Повторите весь материал ниже строка за строкой, ничего не меняя. Картинки в ответ не включайте.

▬▬▬▬▬▬▬▬▬▬

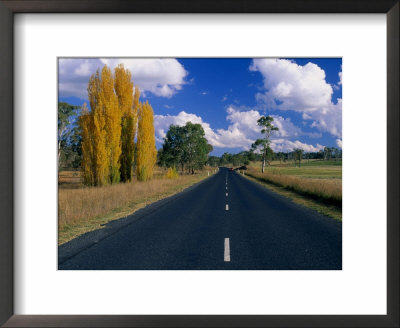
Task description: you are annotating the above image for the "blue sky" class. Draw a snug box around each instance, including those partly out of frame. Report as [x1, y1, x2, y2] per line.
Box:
[59, 58, 342, 156]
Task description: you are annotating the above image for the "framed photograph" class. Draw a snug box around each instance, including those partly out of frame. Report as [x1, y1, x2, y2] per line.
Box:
[0, 0, 399, 327]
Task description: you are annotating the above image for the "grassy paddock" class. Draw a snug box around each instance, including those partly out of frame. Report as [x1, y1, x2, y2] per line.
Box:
[58, 170, 211, 244]
[246, 163, 342, 207]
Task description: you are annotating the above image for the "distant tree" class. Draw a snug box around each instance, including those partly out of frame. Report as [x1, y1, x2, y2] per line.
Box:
[159, 125, 186, 173]
[184, 122, 210, 174]
[114, 64, 138, 182]
[252, 116, 279, 173]
[293, 148, 304, 167]
[160, 122, 213, 174]
[58, 102, 80, 167]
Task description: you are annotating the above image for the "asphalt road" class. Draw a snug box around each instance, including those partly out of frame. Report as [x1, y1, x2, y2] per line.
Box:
[59, 168, 342, 270]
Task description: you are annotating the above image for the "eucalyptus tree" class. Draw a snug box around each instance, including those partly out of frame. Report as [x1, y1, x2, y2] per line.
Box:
[251, 116, 279, 173]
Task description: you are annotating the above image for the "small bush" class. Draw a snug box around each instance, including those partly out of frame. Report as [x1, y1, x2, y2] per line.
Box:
[165, 167, 179, 179]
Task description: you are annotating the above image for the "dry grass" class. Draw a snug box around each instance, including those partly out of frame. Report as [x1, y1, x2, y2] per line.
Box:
[58, 171, 211, 244]
[246, 168, 342, 206]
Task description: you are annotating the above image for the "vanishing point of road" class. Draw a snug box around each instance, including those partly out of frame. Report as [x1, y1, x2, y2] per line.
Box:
[59, 168, 342, 270]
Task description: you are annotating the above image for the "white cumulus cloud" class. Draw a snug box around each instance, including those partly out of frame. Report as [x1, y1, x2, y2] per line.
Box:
[154, 106, 323, 152]
[250, 58, 342, 138]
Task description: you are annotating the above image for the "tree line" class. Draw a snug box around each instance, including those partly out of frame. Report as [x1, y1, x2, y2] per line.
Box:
[158, 122, 213, 174]
[58, 64, 157, 186]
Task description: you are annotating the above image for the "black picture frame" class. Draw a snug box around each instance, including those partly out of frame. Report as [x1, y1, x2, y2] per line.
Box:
[0, 0, 400, 327]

▬▬▬▬▬▬▬▬▬▬

_Ответ на задание_:
Task description: you are annotating the above image for the "blue sky" class. Draw a snug box around each instance, including those partly out of frame. Report as [x1, y1, x2, y2] per line.
Box:
[59, 58, 342, 156]
Task description: you are annotating the above image for the "framed photograph" class. Draw a snug box around each instance, including those partly out of frame. Report as [x1, y1, x2, y2] per line.
Box:
[0, 0, 399, 327]
Task description: you are annotating the above image for the "grassy paddock" class. Draw a snug box around each instance, including those partly out of frame. Report as [x1, y1, x2, y2] per line.
Box:
[58, 170, 211, 244]
[246, 163, 342, 207]
Task description: you are annotating the above image for the "distant tree" class. Draw a snug box around each instance, including those partly out of frame. Report as [x1, y1, x2, y2] per line.
Box:
[159, 125, 186, 173]
[184, 122, 210, 174]
[114, 64, 138, 182]
[252, 116, 279, 173]
[293, 148, 304, 167]
[160, 122, 213, 174]
[58, 102, 80, 167]
Task description: you are annotating the above image for the "asphalt road" class. Draw a snug box around each instance, including those partly out of frame. Report as [x1, y1, x2, y2] per line.
Box:
[59, 168, 342, 270]
Task description: you are annotating the above image for the "eucalyptus tree" class. Draw a snug box around each instance, including those partly out of frame. Report as [x1, y1, x2, y2] per line.
Box:
[251, 116, 279, 173]
Task description: you are annotating the above image for the "small bush" class. Draw a snug box around each instance, including those partly out of frame. Report as [x1, y1, x2, y2] per line.
Box:
[165, 167, 179, 179]
Task description: you are annotating the above image for the "dry grass" class. Draw a snug box around each instance, including those partly out of frame. Report as [x1, y1, x2, y2] per line.
Box:
[58, 171, 211, 244]
[246, 168, 342, 206]
Task description: you are annotating the above image for the "vanishing point of road" class. Draw a snug box around each instance, including those partly out of frame. Report as [x1, y1, x2, y2] per line.
Box:
[59, 168, 342, 270]
Task description: you are annotating the above image for the "white cumulus cloud" class. Draw a snug box around each instance, including those partly out of frame. Report as [x1, y1, x2, y2] per line.
Box:
[154, 106, 323, 152]
[250, 58, 342, 138]
Task description: you are annotating the above image for the "tree line" class. Draw a snug box around each instance, including those partly out of frame. Report as [x1, y1, x2, y2] per line.
Box:
[158, 122, 213, 174]
[58, 64, 157, 186]
Task description: you are annotating the above image for the "black picture frame" class. Draw a snug box around each instance, including those partly out of frame. Report as [x1, y1, x2, y2] per line.
Box:
[0, 0, 400, 327]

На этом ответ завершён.